• _DIRECTION 1_
Return the rows from the line containing "Please locate the calm" through the end of the rows, copying each line unchanged and leaving out the pictures.

• _TEXT PASSAGE_
____
Operating the controllers in a natural position is associated with reduced strain on the user's muscles, tendons, ligaments and joints. This serves to improve user comfort in operating the system.
Figure 9 illustrates the user operating the controllers in the preferred embodiment depicted by Figure 1. The user 900 is operating two controllers 110 in the interaction zone 901 to perform gestures. The personal electronic device is capturing real video of the interaction zone, through the camera hole 103, to track the controllers detect gestures.
The relative angle of the interaction zone with respect to the user's facial plane enables users to perform gestures in a natural position. The user is not required to perform gestures in above their shoulders or otherwise contort their body to perform gestures.
Sensing the environment The mixed reality system makes use of various sensors provided by the personal electronic device. These sensors include cameras, accelerometers and gyroscopes.
The front facing camera is used to detect whether the personal electronic device has been placed in the pocket. The user, when first initializing the system, must load the app on the personal electronic device and provide certain information. Once the user has provided the necessary information to initialize or initiate the app, the app directs the user to place the personal electronic device in the pocket of the headset. The software then captures video from the front camera and, when the software detects low light conditions indicating that the device is securely in the pocket, the app completes the initialization process and presents the virtual space to the user.
The rear facing camera of the personal electronic device captures real video from the environment and makes the video available for the processor of the personal electronic device to identify and track the user's controllers. The rear facing camera must capture video in a variety of different lighting environments and ensure that each frame of the video is exposed properly. In order to ensure adequate video quality, the system may optionally manually control the personal electronic device's native camera sensor settings. In a preferred embodiment, an ultra-high shutter speed (i.e. 1/800t1i of a second or faster) with high ISO
ranges (i.e. IS01000 or higher) and manual focus is used.
Specifically, the rear facing camera captures video of the interaction zone enabling the software to detect and track the location of the controllers. Figure 10 illustrates the relative angle of the interaction zone relative to the user's facial plane in the preferred embodiment depicted by Figure 1. Figure 10 depicts the interaction zone 900, which is offset from the user's field of view by an angle 1000. The pocket 100 is angled downwards so that the camera of the personal electronic device, when operating from within the pocket, can capture video of the user manipulating the controllers in a natural hand position. However, the optical instrument 403 adjusts the incident angle of the display so that the display appears to be oriented along the user's facial plane 1001.
The gyroscope and accelerometer of the personal electronic device are used to measure the orientation and any rotation of the personal electronic device. The gyroscope can monitor and adjust the display position, orientation, direction, angular motion and rotation. The accelerometer senses acceleration, tilt, tilt angle, incline, rotation, vibration and collision. This information is collected and used by the software to help determine the position and orientation of the personal electronic device and to make any necessary adjustments in the mixed reality space. Changes to the position and orientation of the personal electronic device represents changes to the user's perspective. For instance, the rotation of the personal electronic device may represent the user turning their head in a particular direction.
____
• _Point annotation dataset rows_
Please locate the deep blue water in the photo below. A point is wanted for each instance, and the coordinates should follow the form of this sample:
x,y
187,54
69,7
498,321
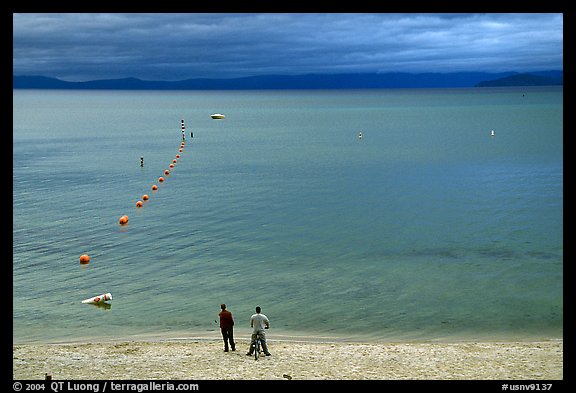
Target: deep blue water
x,y
427,228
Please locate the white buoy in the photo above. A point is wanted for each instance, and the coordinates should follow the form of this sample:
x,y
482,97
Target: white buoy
x,y
98,299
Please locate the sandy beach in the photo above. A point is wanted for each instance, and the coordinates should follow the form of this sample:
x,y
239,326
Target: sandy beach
x,y
202,359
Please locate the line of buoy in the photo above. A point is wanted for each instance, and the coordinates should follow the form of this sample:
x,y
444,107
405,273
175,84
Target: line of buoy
x,y
123,220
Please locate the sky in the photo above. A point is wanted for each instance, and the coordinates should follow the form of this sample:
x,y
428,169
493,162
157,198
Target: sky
x,y
177,46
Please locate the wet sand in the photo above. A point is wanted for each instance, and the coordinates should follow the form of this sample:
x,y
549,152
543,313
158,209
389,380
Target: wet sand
x,y
191,359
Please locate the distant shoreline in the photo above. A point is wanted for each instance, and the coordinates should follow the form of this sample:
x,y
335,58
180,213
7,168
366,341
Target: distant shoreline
x,y
310,81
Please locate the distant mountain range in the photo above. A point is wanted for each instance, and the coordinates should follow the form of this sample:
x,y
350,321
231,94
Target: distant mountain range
x,y
309,81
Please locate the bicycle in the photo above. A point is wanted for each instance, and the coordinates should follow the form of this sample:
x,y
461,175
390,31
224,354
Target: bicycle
x,y
256,347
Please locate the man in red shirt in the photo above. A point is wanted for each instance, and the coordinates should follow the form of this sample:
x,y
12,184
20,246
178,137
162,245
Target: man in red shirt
x,y
226,326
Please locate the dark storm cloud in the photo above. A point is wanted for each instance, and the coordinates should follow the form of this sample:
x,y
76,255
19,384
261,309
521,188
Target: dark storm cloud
x,y
180,46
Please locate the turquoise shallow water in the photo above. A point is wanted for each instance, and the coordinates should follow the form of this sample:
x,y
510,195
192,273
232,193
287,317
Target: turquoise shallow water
x,y
426,228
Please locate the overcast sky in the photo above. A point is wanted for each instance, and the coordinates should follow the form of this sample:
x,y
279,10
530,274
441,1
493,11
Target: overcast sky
x,y
79,47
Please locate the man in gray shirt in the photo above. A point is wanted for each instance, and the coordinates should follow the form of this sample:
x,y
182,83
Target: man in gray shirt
x,y
259,322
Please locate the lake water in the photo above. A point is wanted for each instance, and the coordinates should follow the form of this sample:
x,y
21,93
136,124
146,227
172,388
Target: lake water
x,y
427,228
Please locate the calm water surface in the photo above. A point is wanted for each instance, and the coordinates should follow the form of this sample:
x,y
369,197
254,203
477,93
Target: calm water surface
x,y
427,228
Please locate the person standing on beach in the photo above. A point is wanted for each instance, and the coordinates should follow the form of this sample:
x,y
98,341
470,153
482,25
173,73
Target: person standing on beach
x,y
258,322
227,327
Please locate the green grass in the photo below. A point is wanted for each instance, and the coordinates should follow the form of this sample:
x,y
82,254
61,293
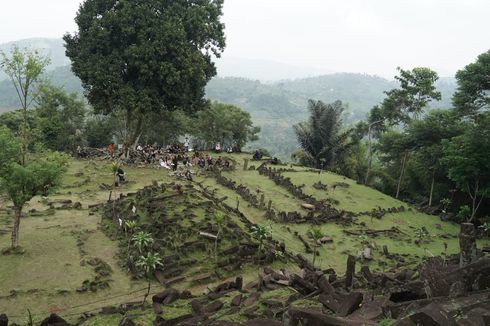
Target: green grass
x,y
44,279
____
• _DIRECTION 2_
List everything the text on the mixed reality system says the accelerometer senses.

• _FULL RESPONSE 1_
Please locate the calm water surface in the photo above. A point is wanted for each instance, and the coordinates should follow the form of this sample:
x,y
369,197
254,203
477,93
Target: calm water surface
x,y
427,228
Please locate the person standing on beach in the photo above. A point is wanted for each instance, and the coordinates should follow the form of this sample:
x,y
98,341
470,153
482,25
173,73
Target: person standing on beach
x,y
258,322
227,327
Please locate the green grass in the photo below. A point is wanted for each instance, and the coordinates should follow the form of this sample:
x,y
82,254
61,293
Target: green grass
x,y
44,279

• _FULL RESPONSE 2_
Acceleration, tilt, tilt angle, incline, rotation, vibration and collision.